*Exercise brief*
With the images removed, return every line below exactly as it reads.

*Region pointing data*
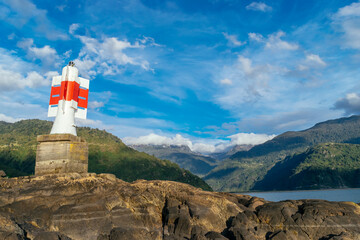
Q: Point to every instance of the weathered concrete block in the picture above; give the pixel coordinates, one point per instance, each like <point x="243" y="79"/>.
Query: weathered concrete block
<point x="61" y="153"/>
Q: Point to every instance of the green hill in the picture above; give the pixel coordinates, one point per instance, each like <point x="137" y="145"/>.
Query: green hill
<point x="181" y="155"/>
<point x="245" y="168"/>
<point x="327" y="165"/>
<point x="107" y="154"/>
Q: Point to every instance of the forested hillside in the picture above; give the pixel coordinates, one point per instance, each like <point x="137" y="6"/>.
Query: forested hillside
<point x="107" y="154"/>
<point x="245" y="168"/>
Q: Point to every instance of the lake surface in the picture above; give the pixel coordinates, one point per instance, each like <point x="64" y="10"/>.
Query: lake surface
<point x="348" y="195"/>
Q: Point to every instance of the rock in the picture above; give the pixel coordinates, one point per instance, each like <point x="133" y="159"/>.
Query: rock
<point x="101" y="207"/>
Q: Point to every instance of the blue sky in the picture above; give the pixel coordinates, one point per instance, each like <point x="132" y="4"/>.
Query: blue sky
<point x="205" y="73"/>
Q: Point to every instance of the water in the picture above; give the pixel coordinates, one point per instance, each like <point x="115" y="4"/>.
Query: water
<point x="348" y="195"/>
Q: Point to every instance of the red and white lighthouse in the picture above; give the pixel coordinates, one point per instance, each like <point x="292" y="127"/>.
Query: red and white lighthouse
<point x="68" y="100"/>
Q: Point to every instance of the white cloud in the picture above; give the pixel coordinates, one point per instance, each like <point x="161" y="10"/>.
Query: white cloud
<point x="10" y="80"/>
<point x="233" y="40"/>
<point x="347" y="20"/>
<point x="274" y="41"/>
<point x="350" y="10"/>
<point x="259" y="6"/>
<point x="73" y="27"/>
<point x="226" y="81"/>
<point x="46" y="54"/>
<point x="256" y="37"/>
<point x="22" y="12"/>
<point x="204" y="146"/>
<point x="61" y="7"/>
<point x="350" y="103"/>
<point x="314" y="59"/>
<point x="9" y="119"/>
<point x="108" y="56"/>
<point x="250" y="82"/>
<point x="95" y="104"/>
<point x="250" y="138"/>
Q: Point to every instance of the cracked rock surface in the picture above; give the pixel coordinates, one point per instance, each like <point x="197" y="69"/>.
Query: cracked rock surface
<point x="102" y="207"/>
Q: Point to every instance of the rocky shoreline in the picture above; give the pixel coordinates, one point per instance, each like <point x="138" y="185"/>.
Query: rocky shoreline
<point x="98" y="207"/>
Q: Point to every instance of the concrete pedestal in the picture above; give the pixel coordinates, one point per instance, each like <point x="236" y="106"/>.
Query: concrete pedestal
<point x="61" y="153"/>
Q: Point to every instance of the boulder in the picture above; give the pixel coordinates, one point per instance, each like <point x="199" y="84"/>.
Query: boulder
<point x="102" y="207"/>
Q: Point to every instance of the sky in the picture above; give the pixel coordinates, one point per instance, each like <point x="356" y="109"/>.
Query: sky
<point x="207" y="73"/>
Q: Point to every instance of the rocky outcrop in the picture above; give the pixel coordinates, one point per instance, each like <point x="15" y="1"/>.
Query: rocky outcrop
<point x="102" y="207"/>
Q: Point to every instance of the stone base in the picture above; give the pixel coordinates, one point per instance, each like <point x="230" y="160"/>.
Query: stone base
<point x="61" y="153"/>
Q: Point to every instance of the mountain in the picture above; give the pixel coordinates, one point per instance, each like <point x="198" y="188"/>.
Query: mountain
<point x="181" y="155"/>
<point x="228" y="152"/>
<point x="245" y="168"/>
<point x="107" y="154"/>
<point x="327" y="165"/>
<point x="102" y="207"/>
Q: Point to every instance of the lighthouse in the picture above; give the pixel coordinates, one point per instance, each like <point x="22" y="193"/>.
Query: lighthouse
<point x="68" y="100"/>
<point x="62" y="151"/>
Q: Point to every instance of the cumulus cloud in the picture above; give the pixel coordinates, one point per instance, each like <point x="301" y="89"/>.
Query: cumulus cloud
<point x="274" y="41"/>
<point x="314" y="59"/>
<point x="250" y="82"/>
<point x="73" y="27"/>
<point x="347" y="21"/>
<point x="22" y="12"/>
<point x="233" y="40"/>
<point x="109" y="56"/>
<point x="259" y="6"/>
<point x="226" y="81"/>
<point x="201" y="146"/>
<point x="95" y="104"/>
<point x="9" y="119"/>
<point x="250" y="138"/>
<point x="350" y="103"/>
<point x="350" y="10"/>
<point x="46" y="54"/>
<point x="10" y="80"/>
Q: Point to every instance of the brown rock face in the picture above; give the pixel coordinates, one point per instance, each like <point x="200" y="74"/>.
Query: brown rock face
<point x="101" y="207"/>
<point x="61" y="153"/>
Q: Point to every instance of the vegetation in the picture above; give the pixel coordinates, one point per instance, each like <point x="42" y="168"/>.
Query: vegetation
<point x="181" y="155"/>
<point x="245" y="168"/>
<point x="329" y="165"/>
<point x="107" y="154"/>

*Reply to the exercise*
Q: Point to every instance of the weathered concrete block in the picture above; give the pixel coordinates, one point per instance, each like <point x="243" y="79"/>.
Query: weathered concrete block
<point x="61" y="153"/>
Q: Point to every instance of the green hill in the picture above; give the pixel coordinates, one point per instance, each like <point x="137" y="145"/>.
Query: green hill
<point x="181" y="155"/>
<point x="245" y="168"/>
<point x="327" y="165"/>
<point x="107" y="154"/>
Q: Point to every instance of the forested hillside in the picture above; give the pixel coordinates, one point per instance, each like <point x="137" y="6"/>.
Query: forested hillside
<point x="107" y="154"/>
<point x="245" y="168"/>
Q: Point to every instance of the lake surface in the picture above; give the pixel coordinates, one point per instance, each like <point x="64" y="10"/>.
Query: lake surface
<point x="348" y="195"/>
Q: Point to every instance of the rock in the picture above; give the pixel coordinates, one point per instance, each like <point x="133" y="159"/>.
Query: rock
<point x="101" y="207"/>
Q: Point to every instance of the blue sky in the picture above; give the pixel coordinates, one point per instance, each like <point x="132" y="4"/>.
Query: blue sky
<point x="205" y="73"/>
Q: Point to every instance of the water in the picture above; give the pixel coordinates, one point per instance, each like <point x="115" y="4"/>.
Query: water
<point x="348" y="195"/>
Q: Point to every instance of the red and white lighthouse in the picture above; give the pixel coordinates, one point per instance, each like <point x="292" y="127"/>.
Query: red and white lighthouse
<point x="68" y="100"/>
Q: Point to every instance of the white cloud in the picture above; give the pixel coordinates, one point per instance, each like <point x="161" y="10"/>.
Query: white cloud
<point x="10" y="80"/>
<point x="233" y="40"/>
<point x="347" y="20"/>
<point x="274" y="41"/>
<point x="350" y="10"/>
<point x="259" y="6"/>
<point x="73" y="27"/>
<point x="226" y="81"/>
<point x="46" y="54"/>
<point x="256" y="37"/>
<point x="22" y="12"/>
<point x="204" y="146"/>
<point x="61" y="7"/>
<point x="350" y="103"/>
<point x="314" y="59"/>
<point x="9" y="119"/>
<point x="108" y="56"/>
<point x="250" y="82"/>
<point x="95" y="104"/>
<point x="250" y="138"/>
Q: Point to every instance of the cracked rock surface in the picture above; give the pixel coordinates, one point per instance, each like <point x="197" y="69"/>.
Query: cracked rock surface
<point x="102" y="207"/>
Q: Point to every instance of the rocky shoreline in the picture above; give the pixel coordinates, one point per instance, each like <point x="138" y="185"/>.
Query: rocky shoreline
<point x="98" y="207"/>
Q: Point to every instance of the concrete pedestal in the picture above; give the pixel coordinates, one point per instance, each like <point x="236" y="106"/>.
Query: concrete pedestal
<point x="61" y="153"/>
Q: Point to every instance of the boulder in the picture above; give the pixel coordinates, one point per instance, each like <point x="199" y="84"/>.
Query: boulder
<point x="102" y="207"/>
Q: Point to every instance of the sky in the picture above; give the pixel coordinates, one point per instance, each like <point x="356" y="109"/>.
Query: sky
<point x="207" y="73"/>
Q: Point to every instance of the rocky outcrop in the picture above; give the pixel coordinates, one point per instance, each like <point x="15" y="1"/>.
Query: rocky outcrop
<point x="102" y="207"/>
Q: Point to every instance of the stone base in the picture above; give the pixel coordinates, one point per instance, each like <point x="230" y="160"/>.
Query: stone base
<point x="61" y="153"/>
Q: Point to every instance of the mountain in the picture above; give the pixel coordinates, one point per instance, each like <point x="198" y="188"/>.
Query: mountain
<point x="181" y="155"/>
<point x="228" y="152"/>
<point x="245" y="168"/>
<point x="107" y="154"/>
<point x="327" y="165"/>
<point x="102" y="207"/>
Q: Point to every instance of the lighthouse in the picture above; give the pixel coordinates, one point per instance, each like <point x="22" y="193"/>.
Query: lighthouse
<point x="68" y="100"/>
<point x="62" y="151"/>
Q: Point to every instance of the cumulus cloud in the picture above; give the pixel coordinates, one point per instance, each like <point x="301" y="89"/>.
Query: cumulus cloud
<point x="274" y="41"/>
<point x="314" y="59"/>
<point x="250" y="82"/>
<point x="73" y="27"/>
<point x="347" y="21"/>
<point x="22" y="12"/>
<point x="233" y="40"/>
<point x="109" y="56"/>
<point x="259" y="6"/>
<point x="226" y="81"/>
<point x="201" y="146"/>
<point x="95" y="104"/>
<point x="9" y="119"/>
<point x="250" y="138"/>
<point x="350" y="103"/>
<point x="350" y="10"/>
<point x="46" y="54"/>
<point x="10" y="80"/>
Q: Point to every instance of the brown rock face in the picture above; give the pixel coordinates, one point per instance, each like <point x="200" y="74"/>.
Query: brown rock face
<point x="101" y="207"/>
<point x="61" y="153"/>
Q: Point to every instance of the vegetation in the picture above; give the pixel coordinates, one point per instance, each like <point x="42" y="168"/>.
Query: vegetation
<point x="181" y="155"/>
<point x="245" y="168"/>
<point x="329" y="165"/>
<point x="107" y="154"/>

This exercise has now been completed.